Listing of labeled points:
--

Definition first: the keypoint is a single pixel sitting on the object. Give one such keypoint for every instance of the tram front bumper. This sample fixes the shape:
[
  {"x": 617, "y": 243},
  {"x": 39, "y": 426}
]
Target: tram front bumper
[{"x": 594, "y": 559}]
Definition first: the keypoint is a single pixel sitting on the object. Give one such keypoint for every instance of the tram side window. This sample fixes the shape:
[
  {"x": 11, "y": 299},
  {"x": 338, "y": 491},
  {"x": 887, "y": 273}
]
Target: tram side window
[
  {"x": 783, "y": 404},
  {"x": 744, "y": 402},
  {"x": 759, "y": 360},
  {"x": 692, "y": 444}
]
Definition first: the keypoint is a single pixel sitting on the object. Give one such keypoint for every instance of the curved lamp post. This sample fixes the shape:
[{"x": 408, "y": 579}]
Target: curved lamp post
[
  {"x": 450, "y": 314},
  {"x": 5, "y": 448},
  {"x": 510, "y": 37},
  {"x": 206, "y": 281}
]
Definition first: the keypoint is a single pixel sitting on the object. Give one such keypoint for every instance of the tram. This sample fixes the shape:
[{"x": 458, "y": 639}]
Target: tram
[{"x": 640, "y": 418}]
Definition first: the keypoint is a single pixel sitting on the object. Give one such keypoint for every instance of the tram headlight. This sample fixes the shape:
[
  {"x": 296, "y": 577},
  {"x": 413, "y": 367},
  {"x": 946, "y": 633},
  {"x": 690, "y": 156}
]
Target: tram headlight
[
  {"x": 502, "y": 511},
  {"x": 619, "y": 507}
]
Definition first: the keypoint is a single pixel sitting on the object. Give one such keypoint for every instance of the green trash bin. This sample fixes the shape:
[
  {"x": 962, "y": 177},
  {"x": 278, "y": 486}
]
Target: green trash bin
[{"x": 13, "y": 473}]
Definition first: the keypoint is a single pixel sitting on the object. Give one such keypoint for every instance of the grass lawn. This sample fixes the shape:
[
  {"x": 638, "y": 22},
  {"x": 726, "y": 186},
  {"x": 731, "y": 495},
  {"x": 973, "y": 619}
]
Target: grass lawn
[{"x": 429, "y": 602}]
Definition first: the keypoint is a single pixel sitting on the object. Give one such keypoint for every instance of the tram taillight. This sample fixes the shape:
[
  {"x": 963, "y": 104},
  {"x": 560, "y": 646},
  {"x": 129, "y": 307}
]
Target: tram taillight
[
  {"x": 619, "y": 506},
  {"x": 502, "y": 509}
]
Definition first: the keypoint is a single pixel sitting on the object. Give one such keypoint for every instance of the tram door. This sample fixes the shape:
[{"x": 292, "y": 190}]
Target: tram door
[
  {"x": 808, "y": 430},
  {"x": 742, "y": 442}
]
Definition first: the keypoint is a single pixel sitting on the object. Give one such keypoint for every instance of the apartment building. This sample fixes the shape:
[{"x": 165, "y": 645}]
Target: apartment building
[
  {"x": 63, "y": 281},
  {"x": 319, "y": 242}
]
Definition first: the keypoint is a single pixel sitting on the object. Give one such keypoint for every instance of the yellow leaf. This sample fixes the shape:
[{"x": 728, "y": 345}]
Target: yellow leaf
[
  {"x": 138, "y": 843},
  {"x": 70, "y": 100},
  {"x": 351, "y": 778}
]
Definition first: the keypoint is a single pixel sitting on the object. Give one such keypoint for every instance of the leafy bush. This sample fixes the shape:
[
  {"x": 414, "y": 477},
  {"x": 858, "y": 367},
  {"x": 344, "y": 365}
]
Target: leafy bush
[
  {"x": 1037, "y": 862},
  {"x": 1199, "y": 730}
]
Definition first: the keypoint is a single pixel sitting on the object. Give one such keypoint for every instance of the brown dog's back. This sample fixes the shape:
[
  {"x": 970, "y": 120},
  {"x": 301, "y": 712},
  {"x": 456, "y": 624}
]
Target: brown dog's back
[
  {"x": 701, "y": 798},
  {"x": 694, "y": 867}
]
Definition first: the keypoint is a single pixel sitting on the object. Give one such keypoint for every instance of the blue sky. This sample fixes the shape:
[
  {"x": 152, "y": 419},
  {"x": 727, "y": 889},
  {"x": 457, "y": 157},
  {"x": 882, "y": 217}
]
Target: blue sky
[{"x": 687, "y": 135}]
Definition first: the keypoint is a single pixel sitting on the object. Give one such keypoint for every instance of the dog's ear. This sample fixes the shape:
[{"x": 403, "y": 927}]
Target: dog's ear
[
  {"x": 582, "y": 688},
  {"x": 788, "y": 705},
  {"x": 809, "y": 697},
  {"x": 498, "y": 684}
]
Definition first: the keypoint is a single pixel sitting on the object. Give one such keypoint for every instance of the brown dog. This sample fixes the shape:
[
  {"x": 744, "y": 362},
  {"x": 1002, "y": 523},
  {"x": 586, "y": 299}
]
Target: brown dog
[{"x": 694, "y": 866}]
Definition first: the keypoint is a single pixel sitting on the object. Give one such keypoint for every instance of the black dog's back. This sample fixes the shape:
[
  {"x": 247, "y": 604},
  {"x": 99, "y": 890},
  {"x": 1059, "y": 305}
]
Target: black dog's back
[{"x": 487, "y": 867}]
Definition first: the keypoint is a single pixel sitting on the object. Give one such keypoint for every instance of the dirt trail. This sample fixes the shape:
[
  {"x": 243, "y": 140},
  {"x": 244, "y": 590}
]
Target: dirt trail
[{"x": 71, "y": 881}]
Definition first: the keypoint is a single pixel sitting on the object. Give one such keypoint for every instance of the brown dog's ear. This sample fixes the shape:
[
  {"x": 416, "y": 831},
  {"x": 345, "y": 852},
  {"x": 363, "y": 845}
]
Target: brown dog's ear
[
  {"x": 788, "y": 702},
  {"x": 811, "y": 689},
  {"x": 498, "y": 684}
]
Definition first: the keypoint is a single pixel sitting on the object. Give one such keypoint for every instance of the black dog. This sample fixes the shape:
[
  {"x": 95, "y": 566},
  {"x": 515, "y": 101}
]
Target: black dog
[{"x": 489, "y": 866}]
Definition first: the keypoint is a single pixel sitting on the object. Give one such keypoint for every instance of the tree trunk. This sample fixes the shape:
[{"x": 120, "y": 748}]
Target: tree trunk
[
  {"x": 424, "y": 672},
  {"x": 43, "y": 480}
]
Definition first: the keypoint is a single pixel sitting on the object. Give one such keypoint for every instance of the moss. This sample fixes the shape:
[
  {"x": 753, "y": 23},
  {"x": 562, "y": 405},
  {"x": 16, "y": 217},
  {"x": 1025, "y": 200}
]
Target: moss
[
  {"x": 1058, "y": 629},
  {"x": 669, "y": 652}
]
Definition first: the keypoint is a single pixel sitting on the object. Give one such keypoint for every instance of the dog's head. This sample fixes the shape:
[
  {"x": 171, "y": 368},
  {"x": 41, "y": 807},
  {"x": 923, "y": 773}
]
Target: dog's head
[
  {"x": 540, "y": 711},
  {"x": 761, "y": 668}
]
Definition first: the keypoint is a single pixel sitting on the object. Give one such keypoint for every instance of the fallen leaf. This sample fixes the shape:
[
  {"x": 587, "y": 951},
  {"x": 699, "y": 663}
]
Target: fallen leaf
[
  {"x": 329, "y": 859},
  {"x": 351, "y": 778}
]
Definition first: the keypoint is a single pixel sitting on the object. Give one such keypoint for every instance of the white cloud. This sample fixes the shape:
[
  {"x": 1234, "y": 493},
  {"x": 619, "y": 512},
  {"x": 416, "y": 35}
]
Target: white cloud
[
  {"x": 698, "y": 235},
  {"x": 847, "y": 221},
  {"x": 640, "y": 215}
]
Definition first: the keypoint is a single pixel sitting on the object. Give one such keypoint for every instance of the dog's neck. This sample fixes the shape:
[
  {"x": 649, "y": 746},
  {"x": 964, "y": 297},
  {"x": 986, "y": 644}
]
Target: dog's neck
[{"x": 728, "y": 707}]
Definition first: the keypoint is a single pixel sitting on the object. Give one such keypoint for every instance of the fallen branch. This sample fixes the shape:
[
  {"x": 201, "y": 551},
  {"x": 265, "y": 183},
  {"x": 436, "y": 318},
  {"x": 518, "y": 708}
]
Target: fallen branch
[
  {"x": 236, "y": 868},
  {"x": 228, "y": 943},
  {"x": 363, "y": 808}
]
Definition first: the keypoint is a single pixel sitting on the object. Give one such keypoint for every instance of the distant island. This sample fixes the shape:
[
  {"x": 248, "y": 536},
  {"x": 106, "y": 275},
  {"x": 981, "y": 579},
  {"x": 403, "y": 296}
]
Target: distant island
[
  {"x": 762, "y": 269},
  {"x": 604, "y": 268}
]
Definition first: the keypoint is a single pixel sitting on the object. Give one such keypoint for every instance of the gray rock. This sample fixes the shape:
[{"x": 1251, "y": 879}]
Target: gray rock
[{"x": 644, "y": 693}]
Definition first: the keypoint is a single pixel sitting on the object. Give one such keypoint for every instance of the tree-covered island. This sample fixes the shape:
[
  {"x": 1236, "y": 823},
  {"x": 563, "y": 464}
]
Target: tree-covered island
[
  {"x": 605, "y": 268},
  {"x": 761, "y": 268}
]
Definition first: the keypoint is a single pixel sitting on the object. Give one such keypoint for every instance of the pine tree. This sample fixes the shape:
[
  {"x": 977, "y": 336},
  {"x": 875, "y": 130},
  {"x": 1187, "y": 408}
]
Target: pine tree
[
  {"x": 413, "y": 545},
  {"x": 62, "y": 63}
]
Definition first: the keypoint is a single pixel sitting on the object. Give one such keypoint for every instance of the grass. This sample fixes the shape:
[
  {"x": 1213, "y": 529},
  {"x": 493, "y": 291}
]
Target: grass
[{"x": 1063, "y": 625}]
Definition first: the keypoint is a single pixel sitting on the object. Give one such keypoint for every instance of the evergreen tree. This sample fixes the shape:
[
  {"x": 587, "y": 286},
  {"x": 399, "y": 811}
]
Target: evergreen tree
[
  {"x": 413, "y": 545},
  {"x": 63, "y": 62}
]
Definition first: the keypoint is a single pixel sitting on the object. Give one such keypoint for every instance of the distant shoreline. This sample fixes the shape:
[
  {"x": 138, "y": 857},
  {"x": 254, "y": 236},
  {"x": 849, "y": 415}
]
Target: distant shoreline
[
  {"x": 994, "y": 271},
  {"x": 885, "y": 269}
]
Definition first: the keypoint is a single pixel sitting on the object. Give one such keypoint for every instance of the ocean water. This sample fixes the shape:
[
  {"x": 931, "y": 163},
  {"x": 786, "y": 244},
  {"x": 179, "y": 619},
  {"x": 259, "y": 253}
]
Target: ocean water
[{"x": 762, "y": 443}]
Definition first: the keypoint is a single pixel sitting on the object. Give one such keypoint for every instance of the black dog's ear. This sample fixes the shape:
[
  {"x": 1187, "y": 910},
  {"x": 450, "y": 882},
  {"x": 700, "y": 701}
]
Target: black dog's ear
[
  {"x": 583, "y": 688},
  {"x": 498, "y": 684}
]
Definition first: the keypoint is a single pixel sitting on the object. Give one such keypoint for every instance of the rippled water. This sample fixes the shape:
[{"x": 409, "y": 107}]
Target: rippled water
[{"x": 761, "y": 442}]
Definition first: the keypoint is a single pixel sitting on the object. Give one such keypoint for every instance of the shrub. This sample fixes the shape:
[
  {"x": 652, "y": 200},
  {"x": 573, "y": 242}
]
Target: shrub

--

* GOAL OF THE EXERCISE
Starting at the line that contains "of the ocean" and continuing through the end of the listing, rewrite those lines with "sample" swapped for "template". Leave everything else unchanged.

* CORRECT RESULT
Definition first: the keypoint is a single pixel sitting on the object. Give one such keypoint for every instance of the ocean water. This template fixes the shape:
[
  {"x": 931, "y": 163},
  {"x": 786, "y": 244},
  {"x": 179, "y": 619},
  {"x": 259, "y": 253}
]
Target: ocean water
[{"x": 762, "y": 443}]
Definition first: the keypoint is a single pixel sitting on the object. Give one such keypoint for every instance of the black dog's ear. This template fixes the shape:
[
  {"x": 1187, "y": 910},
  {"x": 450, "y": 882},
  {"x": 700, "y": 701}
]
Target: black dog's ear
[
  {"x": 583, "y": 688},
  {"x": 498, "y": 684}
]
Definition first: the keypoint is a single pixel sitting on the object. Give one such keypoint for every instance of the rippled water. This template fixes the shape:
[{"x": 409, "y": 107}]
Target: rippled water
[{"x": 761, "y": 442}]
Definition first: the keypoint is a single pixel sitting on the object. Give one such keypoint for every instance of the shrub. This template fixes the shape:
[
  {"x": 652, "y": 200},
  {"x": 573, "y": 242}
]
Target: shrub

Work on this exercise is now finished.